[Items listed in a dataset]
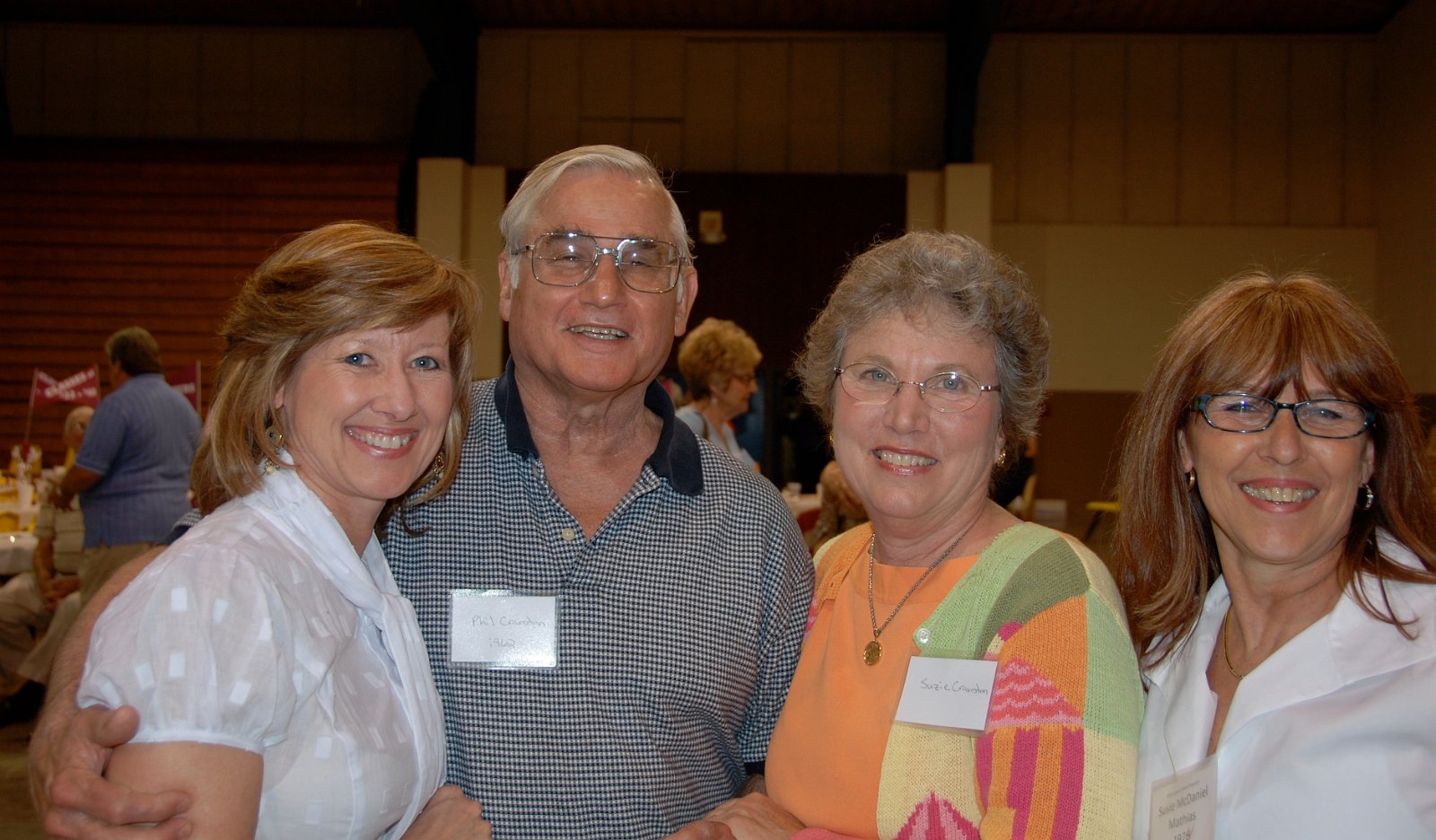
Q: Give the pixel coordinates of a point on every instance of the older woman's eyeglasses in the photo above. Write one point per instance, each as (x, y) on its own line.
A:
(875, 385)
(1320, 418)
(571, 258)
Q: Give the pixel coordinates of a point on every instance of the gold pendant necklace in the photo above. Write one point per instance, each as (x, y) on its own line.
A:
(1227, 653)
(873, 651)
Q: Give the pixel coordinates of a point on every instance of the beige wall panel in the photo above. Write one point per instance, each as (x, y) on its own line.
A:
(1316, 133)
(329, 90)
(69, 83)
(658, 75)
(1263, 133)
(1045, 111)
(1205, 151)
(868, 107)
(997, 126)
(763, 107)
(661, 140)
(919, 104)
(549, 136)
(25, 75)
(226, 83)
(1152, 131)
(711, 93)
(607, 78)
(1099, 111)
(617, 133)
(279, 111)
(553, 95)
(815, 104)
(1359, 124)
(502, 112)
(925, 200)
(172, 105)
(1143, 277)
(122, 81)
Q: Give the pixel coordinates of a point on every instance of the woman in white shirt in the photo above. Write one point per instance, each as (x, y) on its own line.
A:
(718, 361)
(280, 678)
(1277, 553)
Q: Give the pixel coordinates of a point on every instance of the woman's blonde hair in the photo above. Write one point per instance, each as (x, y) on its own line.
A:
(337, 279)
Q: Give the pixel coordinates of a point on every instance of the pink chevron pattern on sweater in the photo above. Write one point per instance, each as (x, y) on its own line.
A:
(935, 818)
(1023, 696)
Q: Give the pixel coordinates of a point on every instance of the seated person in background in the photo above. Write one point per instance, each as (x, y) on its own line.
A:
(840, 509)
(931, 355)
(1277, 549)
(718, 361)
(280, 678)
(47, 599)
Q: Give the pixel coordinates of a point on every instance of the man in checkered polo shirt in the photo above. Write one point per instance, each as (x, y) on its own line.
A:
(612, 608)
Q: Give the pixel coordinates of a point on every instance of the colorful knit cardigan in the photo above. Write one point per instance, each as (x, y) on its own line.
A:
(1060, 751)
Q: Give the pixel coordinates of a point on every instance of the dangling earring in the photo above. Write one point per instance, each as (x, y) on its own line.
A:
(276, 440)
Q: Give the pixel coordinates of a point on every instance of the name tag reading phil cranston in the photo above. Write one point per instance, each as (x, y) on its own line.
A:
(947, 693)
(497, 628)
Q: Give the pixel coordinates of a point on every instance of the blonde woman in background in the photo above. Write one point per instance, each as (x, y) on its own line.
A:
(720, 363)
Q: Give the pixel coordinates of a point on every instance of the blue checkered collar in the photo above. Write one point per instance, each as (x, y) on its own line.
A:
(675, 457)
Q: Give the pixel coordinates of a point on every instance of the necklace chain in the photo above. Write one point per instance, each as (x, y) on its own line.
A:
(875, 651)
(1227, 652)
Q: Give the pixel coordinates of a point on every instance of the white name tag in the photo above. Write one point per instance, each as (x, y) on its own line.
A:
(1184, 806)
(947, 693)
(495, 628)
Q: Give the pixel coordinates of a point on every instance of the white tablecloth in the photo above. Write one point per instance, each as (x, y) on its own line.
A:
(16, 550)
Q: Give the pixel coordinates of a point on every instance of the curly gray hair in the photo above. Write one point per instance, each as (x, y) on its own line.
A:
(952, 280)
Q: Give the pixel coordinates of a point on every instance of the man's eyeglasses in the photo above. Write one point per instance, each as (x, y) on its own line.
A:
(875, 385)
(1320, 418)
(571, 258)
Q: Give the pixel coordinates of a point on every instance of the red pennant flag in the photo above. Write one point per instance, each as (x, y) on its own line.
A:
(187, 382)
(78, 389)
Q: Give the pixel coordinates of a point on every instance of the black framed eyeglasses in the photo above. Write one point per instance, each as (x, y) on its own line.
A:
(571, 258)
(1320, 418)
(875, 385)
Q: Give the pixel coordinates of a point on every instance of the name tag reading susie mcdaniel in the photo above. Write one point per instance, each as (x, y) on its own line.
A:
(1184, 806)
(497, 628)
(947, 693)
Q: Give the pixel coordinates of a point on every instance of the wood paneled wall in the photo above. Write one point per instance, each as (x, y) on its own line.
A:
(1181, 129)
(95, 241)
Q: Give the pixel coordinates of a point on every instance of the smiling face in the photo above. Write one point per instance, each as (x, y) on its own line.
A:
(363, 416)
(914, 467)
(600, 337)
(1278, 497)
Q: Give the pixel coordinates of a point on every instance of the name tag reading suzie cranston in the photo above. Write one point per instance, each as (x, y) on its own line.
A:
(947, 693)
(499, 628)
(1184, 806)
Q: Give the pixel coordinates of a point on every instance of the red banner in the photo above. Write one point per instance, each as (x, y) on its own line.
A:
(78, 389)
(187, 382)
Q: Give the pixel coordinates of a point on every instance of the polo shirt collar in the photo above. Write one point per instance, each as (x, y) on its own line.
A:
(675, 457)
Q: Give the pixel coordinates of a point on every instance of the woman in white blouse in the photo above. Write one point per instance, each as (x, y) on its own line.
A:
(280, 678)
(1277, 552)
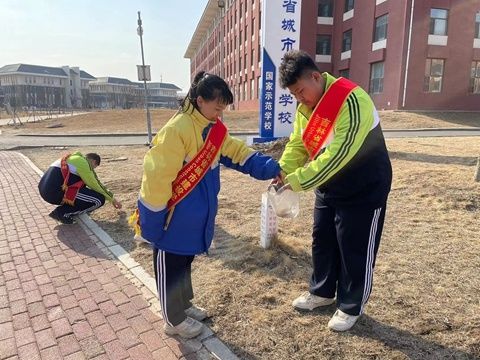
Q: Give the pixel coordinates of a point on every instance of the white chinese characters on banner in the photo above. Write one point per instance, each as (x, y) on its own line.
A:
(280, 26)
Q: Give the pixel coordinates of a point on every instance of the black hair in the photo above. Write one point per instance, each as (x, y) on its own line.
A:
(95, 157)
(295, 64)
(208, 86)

==

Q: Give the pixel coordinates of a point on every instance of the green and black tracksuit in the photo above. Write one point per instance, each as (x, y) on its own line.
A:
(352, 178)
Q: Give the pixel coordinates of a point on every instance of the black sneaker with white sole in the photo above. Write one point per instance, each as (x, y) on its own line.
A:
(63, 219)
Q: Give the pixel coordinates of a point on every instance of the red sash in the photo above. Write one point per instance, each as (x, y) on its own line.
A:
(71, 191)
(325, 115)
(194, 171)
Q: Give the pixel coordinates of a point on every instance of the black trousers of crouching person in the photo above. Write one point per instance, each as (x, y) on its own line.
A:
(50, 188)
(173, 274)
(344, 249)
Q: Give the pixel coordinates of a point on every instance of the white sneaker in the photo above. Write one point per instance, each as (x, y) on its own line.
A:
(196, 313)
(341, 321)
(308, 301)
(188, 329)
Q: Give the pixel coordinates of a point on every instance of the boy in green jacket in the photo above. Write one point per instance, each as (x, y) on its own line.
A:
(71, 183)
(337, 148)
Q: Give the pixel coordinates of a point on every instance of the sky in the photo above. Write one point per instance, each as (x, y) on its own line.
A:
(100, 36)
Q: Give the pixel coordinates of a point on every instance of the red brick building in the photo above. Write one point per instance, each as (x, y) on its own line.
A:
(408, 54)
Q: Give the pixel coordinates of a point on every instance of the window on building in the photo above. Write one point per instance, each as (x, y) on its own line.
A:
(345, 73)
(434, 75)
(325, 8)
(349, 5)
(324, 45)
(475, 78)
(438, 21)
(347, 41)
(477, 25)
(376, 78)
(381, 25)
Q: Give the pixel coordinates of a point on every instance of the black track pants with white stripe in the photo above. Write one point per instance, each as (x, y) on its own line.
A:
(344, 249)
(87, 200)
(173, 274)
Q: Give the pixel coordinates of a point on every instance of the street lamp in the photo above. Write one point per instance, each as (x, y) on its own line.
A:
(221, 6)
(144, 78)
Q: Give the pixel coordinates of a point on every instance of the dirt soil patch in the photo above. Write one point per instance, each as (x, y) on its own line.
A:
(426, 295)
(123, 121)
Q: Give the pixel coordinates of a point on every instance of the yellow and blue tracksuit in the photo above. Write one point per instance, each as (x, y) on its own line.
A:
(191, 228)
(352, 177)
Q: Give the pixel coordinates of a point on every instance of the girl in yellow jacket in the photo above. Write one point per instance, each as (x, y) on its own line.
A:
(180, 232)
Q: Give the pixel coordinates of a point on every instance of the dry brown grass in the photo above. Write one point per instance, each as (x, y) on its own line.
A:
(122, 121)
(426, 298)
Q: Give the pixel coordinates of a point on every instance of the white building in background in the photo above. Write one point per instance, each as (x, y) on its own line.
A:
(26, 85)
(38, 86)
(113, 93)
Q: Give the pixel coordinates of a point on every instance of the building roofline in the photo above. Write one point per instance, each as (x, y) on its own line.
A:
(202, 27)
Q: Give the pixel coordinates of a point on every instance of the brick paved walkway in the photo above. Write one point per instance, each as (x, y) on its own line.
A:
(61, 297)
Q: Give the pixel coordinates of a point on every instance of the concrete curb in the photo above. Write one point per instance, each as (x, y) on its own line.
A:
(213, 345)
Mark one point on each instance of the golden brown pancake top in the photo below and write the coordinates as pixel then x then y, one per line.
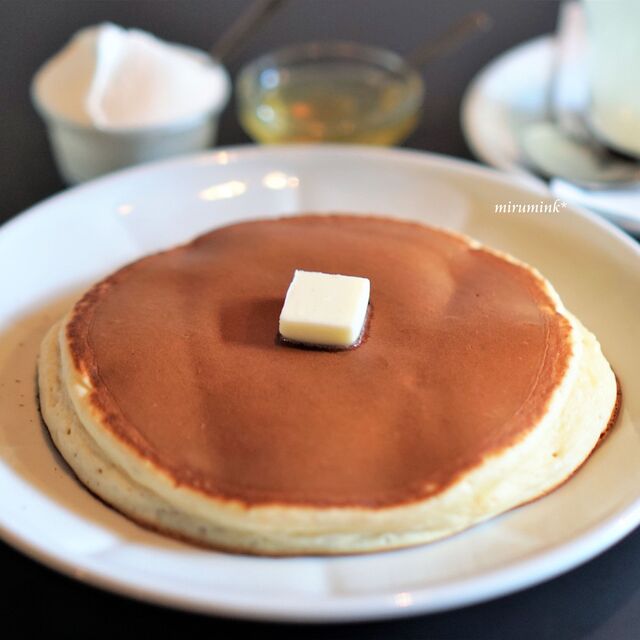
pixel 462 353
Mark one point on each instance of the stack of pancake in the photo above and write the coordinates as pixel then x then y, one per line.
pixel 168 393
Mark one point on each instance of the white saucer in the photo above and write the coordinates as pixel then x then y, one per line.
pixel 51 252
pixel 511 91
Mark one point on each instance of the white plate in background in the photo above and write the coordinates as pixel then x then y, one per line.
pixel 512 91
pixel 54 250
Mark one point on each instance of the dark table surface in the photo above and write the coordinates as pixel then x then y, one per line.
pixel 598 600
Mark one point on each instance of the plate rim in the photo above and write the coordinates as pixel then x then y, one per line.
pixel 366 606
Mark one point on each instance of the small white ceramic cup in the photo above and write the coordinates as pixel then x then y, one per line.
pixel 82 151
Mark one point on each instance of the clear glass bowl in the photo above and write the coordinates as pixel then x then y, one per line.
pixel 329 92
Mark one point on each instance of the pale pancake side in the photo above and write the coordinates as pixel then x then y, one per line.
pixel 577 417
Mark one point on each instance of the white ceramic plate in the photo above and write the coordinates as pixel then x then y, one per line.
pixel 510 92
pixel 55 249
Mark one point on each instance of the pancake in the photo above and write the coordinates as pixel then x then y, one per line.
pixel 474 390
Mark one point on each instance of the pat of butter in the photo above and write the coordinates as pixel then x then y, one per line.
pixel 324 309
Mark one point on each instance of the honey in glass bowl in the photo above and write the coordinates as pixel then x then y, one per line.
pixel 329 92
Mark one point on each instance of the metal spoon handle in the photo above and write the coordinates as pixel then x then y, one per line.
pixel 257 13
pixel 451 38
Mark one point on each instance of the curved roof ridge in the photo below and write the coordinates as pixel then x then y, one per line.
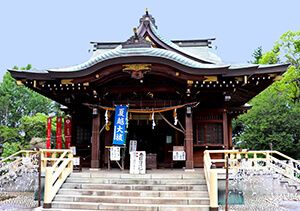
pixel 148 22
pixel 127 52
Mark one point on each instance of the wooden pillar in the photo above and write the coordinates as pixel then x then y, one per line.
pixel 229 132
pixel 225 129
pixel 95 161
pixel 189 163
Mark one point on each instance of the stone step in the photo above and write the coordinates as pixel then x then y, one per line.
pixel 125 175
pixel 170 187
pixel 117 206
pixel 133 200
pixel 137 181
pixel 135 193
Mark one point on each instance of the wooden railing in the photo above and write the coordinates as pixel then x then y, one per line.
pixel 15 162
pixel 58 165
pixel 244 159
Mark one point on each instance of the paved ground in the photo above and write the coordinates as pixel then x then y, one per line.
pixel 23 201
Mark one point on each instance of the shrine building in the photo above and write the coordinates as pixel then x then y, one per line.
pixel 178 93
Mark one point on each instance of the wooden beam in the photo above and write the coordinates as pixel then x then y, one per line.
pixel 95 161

--

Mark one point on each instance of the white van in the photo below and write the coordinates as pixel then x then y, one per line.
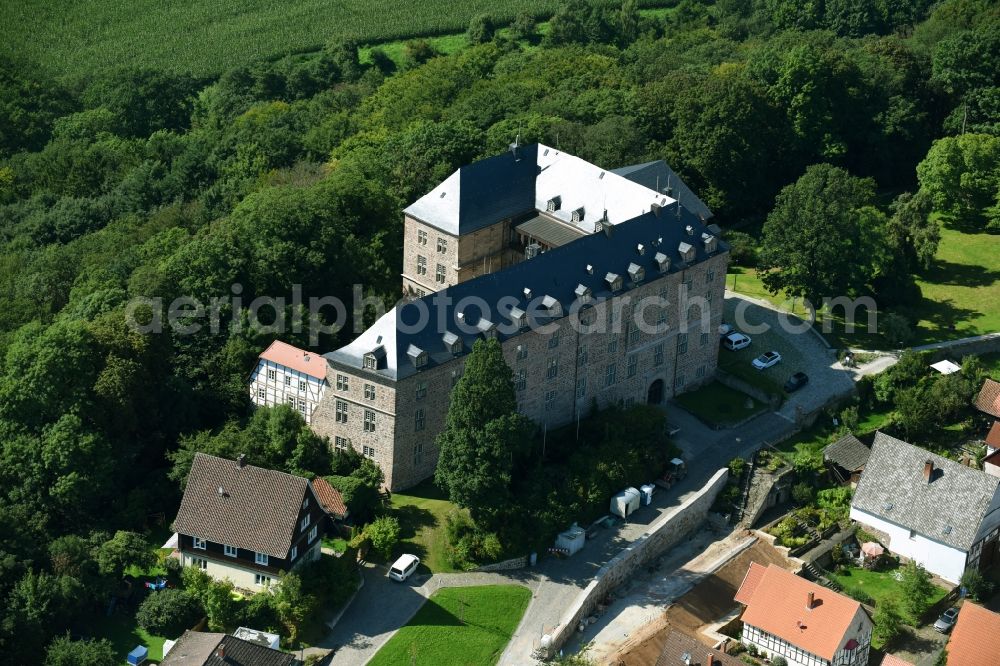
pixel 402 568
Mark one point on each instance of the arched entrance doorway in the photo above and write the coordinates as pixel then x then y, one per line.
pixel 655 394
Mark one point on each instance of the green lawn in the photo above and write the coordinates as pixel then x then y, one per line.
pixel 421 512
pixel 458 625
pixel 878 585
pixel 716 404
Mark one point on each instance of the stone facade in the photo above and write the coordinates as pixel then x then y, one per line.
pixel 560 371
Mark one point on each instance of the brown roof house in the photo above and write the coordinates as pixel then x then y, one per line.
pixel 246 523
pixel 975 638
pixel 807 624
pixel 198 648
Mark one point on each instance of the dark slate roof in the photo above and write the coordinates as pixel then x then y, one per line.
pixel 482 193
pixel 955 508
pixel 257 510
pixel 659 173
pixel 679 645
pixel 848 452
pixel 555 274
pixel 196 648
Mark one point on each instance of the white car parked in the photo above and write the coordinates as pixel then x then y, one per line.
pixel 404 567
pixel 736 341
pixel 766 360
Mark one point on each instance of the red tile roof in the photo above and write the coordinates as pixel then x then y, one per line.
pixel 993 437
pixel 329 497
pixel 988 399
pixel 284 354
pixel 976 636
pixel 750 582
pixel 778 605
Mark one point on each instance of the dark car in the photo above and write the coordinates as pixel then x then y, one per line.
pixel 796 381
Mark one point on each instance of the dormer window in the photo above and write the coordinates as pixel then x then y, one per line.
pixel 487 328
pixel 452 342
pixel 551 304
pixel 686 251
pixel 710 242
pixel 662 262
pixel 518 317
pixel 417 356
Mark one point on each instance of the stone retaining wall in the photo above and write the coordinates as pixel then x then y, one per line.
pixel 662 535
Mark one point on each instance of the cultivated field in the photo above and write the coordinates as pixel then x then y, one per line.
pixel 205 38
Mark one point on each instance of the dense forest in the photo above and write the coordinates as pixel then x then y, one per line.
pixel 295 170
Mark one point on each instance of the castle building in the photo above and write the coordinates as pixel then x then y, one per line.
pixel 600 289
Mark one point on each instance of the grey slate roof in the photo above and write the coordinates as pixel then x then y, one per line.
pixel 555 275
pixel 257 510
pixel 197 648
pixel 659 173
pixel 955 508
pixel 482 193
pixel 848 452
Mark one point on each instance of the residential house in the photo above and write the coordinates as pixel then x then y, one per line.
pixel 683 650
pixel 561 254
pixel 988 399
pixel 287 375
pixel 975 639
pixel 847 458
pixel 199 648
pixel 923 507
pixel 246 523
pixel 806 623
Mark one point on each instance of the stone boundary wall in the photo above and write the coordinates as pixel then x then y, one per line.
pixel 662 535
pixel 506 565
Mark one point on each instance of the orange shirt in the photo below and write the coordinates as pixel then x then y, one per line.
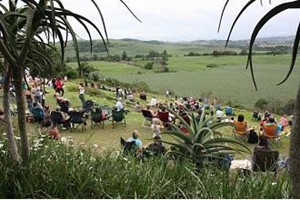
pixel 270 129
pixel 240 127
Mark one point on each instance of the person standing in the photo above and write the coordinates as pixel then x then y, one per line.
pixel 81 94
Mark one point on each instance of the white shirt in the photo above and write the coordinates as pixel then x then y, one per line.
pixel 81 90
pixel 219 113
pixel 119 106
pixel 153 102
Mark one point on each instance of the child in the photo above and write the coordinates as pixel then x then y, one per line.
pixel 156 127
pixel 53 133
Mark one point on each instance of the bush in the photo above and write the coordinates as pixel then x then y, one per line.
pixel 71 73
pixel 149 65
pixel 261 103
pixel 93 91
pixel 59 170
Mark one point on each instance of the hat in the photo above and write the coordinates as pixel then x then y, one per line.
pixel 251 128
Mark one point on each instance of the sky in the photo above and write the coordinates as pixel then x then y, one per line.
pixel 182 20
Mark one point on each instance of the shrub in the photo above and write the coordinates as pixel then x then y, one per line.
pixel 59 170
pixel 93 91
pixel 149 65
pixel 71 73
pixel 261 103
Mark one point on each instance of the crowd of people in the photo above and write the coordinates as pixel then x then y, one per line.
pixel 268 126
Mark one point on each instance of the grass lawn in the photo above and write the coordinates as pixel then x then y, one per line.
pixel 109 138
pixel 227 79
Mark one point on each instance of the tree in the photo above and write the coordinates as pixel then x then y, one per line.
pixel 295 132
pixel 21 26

§ DESCRIPTION OF THE TASK
How many of the lines above contain the string "wall", matching case exactly? Reply with the number alone.

§ TASK RESULT
4